> **SELECTED EXCERPT**

"""

Nitrogen-doped ZnWO₄ nanophotocatalyst: synthesis, characterization and photodegradation of methylene blue under visible light

Abstract

Nitrogen-doped ZnWO₄ nanoparticles have been synthesized by a sol–gel method using sodium tungstate and zinc acetate in the presence of urea to supply nitrogen. This photocatalyst was characterized by X-Ray diffraction (XRD), field emission-scanning electron microscopy (FESEM), transmission electron microscopy (TEM), an energy dispersive X-ray spectrometer (EDS), the Brunauer–Emmett–Teller technique (BET), photoluminescence (PL) spectroscopy and UV–vis diffuse–reflectance spectrum (DRS). The band gap energy of N-doped ZnWO₄ was about 2.99 eV and the absorption wavelength shifted to the visible region in comparison to pure ZnWO₄. Also, N-doped catalyst shows enhanced photocatalytic activity for the degradation of methylene blue (MB). The apparent photodegradation rate constant (k) of N-doped ZnWO₄ was observed 3.57 × 10⁻² min⁻¹ under visible light irradiation.

Introduction

The improvement of the photocatalytic activity of the wide band gap semiconductors, such as TiO₂, ZnO, ZnWO₄ and CuO, for practical applications under visible light, has been very much considered [1,2,3,4,5,6]. This is due to the fact that visible light with the wavelength between 400 and 700 nm constitutes about 45% and the UV light is less than 10% of the solar radiation energy ZnWO₄ as a member of the tungstate family has been used to mineralize organic pollutants under UV light irradiation, but its photocatalytic activity is not high enough. The scientists tried to solve this disadvantage by nonmetal or transition metals doping [7,8,9,10,11,12] or coupling of semiconductors [5, 13,14,15,16,17]. For instance, introduction of fluorine into the ZnWO₄ improves photocatalytic activity for F–ZnWO₄ under UV light irradiation [18]. Guangli et al. synthesized chlorine-doped ZnWO₄ photocatalysts by the hydrothermal process. In this way, the band gap energy of ZnWO₄ decreased to 3.68 eV [19]. Also, Song et al. [11] synthesized Cd-doped ZnWO₄ nanorods by the hydrothermal method. Their experiments showed the best activity in photodegradation of RhB in aqueous solution under UV light illumination. Li and Co-doping of ZnWO₄ enhanced the band gap to 3.55 and 3.23 eV, respectively, and doped photocatalysts were used for the degradation of rhodamine B by the irradiation [20, 21]. Also, Dutta and Raval [8] studied the effect of transition metal ion (Cr³⁺, Mn²⁺ and Cu²⁺) doping on photocatalytic activity of the doped ZnWO₄ nanoparticles under visible light irradiation.

"""

> **DATA LISTING**

"""

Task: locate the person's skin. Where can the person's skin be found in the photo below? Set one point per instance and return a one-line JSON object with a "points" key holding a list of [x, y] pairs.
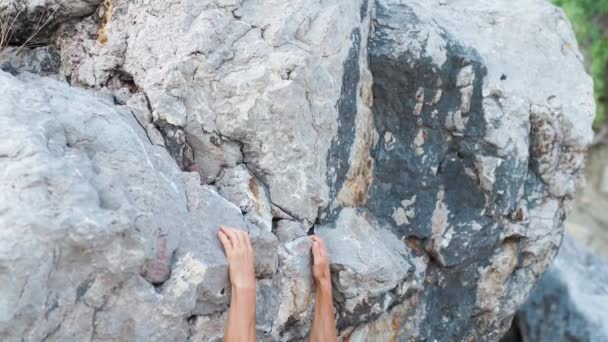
{"points": [[323, 324], [240, 326]]}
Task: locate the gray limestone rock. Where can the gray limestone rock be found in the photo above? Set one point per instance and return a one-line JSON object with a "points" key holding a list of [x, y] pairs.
{"points": [[570, 301], [434, 145]]}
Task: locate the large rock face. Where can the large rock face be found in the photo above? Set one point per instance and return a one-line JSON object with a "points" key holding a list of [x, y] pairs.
{"points": [[570, 301], [432, 144]]}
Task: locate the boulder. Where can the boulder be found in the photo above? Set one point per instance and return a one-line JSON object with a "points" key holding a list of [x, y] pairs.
{"points": [[434, 145], [569, 303]]}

"""

> **WHAT TO WORK ON**
Can you carry on the article on nitrogen-doped ZnWO₄ from the point where it stops? The lines have nothing to do with the article on nitrogen-doped ZnWO₄.

> **THE ANSWER**
Doping with transition metals has some problems, such as thermal instability and increasing of charge carrier recombination centers; thus their application is limited for photocatalytic reactions [18, 22, 23]. On the other hand, doping of nonmetal anions in the semiconductors has been proven to be very promising for efficient photocatalytic oxidation of organic compounds under visible light radiation [18, 24, 25]. In order to have a red shift of the ZnWO₄ absorption edge, the anions should have a higher p orbital energy than O 2p, and they should be weaker electronegatively than the O atom [18]. Nitrogen is known as an effective dopant because the ionic radii of nitrogen and oxygen are comparable, and the mixing of 2p levels of oxygen and nitrogen decreases significantly the energy gap of the photocatalysts [26].

Here, to continue our previous work [27], we decided to synthesized N-doped ZnWO₄ by a simple sol–gel method. Our aim is to obtain a photocatalyst with better performance than the pure ZnWO₄, i.e., high photoactivity under visible light and good recycling performance. We will compare the performance of this new catalyst in the degradation of methylene blue (MB) dye with the pure ZnWO₄ in the same conditions [27].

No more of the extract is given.